Problem description
Pick out each row below that contains the string "ocean" and copy those rows in full. Case matters.

Records for the task

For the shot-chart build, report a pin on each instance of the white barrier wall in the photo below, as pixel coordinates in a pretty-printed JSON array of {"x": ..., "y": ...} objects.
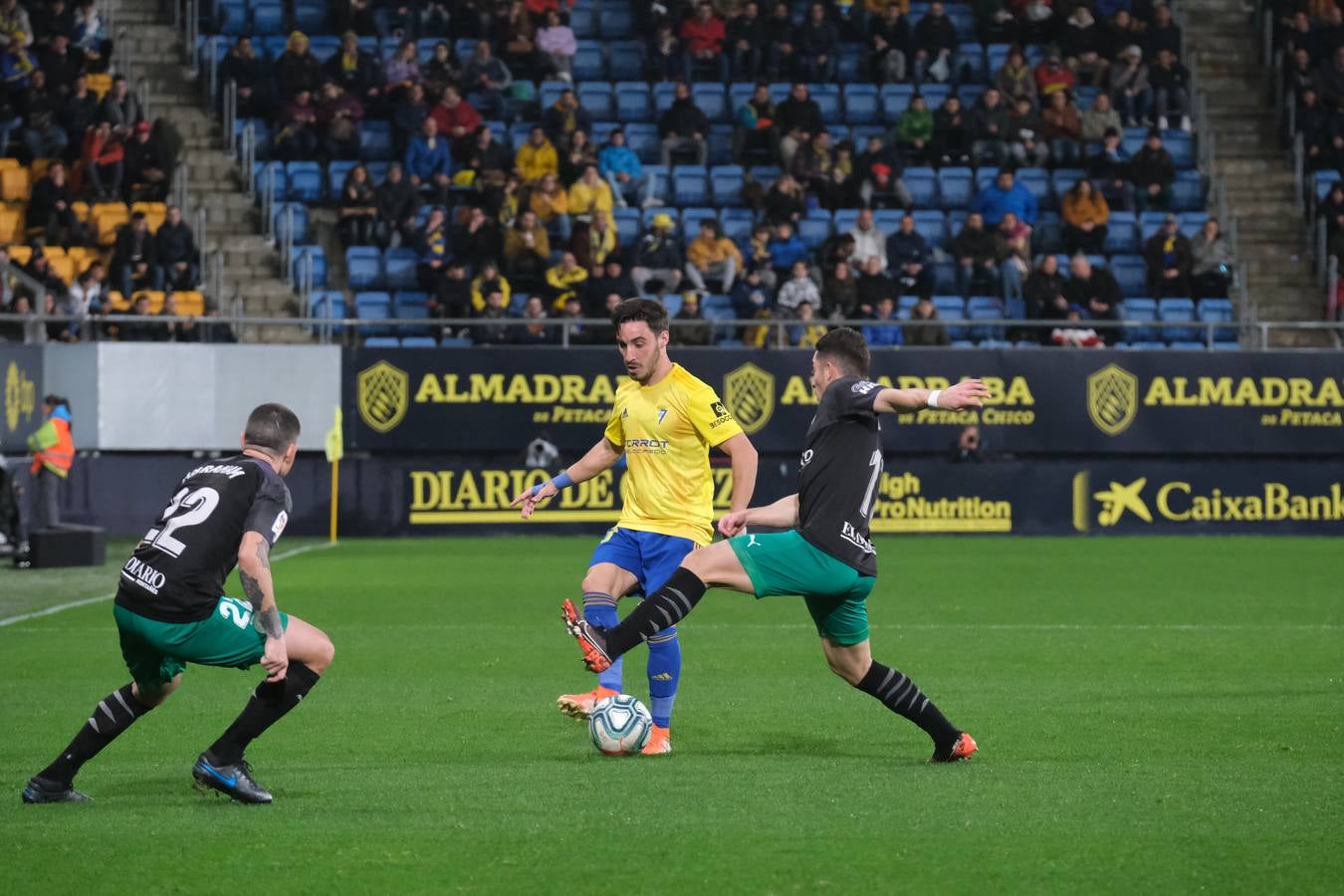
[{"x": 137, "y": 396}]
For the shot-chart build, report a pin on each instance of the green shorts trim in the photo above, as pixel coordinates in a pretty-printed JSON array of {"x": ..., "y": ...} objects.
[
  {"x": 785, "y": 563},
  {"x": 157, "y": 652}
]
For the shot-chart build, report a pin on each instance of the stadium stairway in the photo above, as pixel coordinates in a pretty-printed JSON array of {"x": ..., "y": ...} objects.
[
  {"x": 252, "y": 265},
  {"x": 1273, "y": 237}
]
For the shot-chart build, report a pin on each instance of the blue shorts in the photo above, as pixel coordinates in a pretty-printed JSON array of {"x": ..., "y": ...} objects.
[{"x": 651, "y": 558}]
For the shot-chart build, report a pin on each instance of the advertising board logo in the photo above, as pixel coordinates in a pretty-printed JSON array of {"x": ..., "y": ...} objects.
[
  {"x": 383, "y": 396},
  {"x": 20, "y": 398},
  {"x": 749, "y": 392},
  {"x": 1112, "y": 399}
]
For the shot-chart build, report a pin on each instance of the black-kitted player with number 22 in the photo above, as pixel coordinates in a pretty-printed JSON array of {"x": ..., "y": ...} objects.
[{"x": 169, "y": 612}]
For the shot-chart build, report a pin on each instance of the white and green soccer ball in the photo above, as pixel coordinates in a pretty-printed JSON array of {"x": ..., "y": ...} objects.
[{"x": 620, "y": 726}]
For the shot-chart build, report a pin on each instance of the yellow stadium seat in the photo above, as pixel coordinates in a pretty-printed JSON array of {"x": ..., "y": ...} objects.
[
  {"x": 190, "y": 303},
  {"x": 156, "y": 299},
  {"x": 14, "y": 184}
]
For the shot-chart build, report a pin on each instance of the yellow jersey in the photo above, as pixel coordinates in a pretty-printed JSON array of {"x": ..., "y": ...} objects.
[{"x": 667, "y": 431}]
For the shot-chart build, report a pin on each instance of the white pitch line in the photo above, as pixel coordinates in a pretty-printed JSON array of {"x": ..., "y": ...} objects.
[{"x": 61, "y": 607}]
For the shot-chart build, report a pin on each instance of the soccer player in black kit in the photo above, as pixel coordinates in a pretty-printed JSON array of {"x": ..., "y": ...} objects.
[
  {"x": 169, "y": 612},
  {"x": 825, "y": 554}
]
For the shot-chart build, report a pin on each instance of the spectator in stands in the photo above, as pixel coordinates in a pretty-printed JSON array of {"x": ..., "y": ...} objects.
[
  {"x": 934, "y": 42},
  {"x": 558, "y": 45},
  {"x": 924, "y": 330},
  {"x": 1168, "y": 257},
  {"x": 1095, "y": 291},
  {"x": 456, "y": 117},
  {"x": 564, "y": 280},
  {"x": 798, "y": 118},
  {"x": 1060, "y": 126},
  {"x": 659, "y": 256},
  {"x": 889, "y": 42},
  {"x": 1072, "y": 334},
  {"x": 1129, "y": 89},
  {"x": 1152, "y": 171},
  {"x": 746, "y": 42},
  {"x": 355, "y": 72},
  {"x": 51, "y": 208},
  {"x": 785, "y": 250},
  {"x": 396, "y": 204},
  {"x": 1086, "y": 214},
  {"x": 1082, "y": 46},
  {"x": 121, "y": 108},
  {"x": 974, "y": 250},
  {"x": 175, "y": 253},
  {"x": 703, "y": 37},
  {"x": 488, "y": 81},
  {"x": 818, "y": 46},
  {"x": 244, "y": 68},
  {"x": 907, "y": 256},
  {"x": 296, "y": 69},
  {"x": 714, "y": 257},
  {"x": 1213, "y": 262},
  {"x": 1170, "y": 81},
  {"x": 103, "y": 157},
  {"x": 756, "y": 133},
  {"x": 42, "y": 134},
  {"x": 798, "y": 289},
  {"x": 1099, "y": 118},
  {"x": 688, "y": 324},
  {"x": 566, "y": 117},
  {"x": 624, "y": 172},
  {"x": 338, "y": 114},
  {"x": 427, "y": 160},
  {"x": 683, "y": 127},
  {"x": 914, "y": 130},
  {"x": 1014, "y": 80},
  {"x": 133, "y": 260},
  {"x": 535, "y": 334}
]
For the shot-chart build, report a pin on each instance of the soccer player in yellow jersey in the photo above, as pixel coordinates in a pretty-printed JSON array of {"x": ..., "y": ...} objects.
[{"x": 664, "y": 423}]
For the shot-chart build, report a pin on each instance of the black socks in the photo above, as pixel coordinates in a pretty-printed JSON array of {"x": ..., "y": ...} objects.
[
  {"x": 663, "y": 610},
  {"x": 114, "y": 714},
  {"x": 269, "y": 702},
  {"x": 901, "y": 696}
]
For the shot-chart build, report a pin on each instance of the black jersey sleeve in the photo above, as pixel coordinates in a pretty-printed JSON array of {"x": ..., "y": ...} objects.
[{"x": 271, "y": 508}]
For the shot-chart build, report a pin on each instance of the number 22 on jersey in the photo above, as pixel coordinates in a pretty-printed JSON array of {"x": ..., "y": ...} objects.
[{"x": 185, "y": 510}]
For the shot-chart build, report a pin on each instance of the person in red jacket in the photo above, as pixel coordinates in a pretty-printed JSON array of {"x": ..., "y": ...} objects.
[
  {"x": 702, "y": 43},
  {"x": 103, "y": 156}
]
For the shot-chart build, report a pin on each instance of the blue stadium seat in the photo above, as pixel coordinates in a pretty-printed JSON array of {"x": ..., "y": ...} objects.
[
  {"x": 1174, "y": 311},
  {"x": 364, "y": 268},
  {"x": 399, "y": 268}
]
--
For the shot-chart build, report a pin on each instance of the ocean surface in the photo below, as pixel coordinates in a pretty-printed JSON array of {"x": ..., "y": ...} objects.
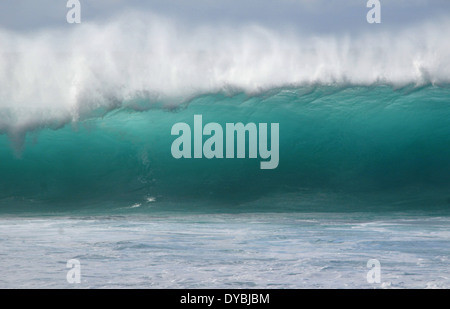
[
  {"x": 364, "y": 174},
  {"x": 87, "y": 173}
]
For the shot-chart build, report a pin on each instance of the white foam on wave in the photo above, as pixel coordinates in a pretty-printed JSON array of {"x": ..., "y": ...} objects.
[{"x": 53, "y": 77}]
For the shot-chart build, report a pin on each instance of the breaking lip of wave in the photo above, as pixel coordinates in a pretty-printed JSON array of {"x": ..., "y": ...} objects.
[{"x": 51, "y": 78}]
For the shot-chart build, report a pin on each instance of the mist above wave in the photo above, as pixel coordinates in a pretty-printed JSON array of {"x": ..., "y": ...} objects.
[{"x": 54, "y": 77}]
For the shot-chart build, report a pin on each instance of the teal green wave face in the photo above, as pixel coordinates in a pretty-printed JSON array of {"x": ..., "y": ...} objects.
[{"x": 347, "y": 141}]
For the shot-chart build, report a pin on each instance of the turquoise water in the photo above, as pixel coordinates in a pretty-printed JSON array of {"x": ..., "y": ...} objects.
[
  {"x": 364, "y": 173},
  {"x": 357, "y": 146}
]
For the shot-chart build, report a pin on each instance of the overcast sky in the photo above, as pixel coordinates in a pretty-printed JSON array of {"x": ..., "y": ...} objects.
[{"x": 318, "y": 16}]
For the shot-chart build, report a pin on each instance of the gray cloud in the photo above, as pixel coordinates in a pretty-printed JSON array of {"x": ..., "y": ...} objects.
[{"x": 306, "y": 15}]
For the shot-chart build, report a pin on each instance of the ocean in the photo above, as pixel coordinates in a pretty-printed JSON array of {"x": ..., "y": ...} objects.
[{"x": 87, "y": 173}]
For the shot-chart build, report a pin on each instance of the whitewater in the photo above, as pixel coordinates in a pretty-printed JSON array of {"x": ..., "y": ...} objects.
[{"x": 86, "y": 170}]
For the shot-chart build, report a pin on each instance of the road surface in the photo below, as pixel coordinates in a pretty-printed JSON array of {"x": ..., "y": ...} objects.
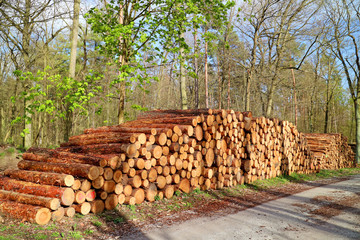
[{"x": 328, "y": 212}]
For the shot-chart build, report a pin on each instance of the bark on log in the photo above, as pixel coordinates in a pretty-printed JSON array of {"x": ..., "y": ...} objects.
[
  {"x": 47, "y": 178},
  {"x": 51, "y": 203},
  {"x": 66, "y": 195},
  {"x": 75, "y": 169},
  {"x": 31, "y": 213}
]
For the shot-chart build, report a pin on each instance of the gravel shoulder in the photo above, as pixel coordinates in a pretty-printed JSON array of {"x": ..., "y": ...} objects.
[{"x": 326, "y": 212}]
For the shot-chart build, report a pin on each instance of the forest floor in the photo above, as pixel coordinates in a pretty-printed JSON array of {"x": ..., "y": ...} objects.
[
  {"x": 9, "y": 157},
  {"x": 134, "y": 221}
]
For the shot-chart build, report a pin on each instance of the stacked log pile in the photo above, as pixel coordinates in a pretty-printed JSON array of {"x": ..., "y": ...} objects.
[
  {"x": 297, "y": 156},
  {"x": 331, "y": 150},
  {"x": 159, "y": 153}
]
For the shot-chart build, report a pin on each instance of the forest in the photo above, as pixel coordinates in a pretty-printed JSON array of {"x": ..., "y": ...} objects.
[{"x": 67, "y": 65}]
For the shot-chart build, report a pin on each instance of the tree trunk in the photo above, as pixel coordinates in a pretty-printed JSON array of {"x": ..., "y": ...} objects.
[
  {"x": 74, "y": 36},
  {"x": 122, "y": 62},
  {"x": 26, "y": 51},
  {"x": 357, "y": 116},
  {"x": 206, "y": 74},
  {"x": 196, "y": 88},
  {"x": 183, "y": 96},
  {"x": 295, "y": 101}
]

Response for this exercise
For the shot-chart build, report a pin on each instance of the ocean surface in the photo below, as pixel coordinates in a pretty-printed JSON array of {"x": ..., "y": ...} objects.
For the shot-chart build, report a pin on each instance of the ocean in the photo above, as pixel coordinates in a pretty-printed JSON array of {"x": ..., "y": ...} objects.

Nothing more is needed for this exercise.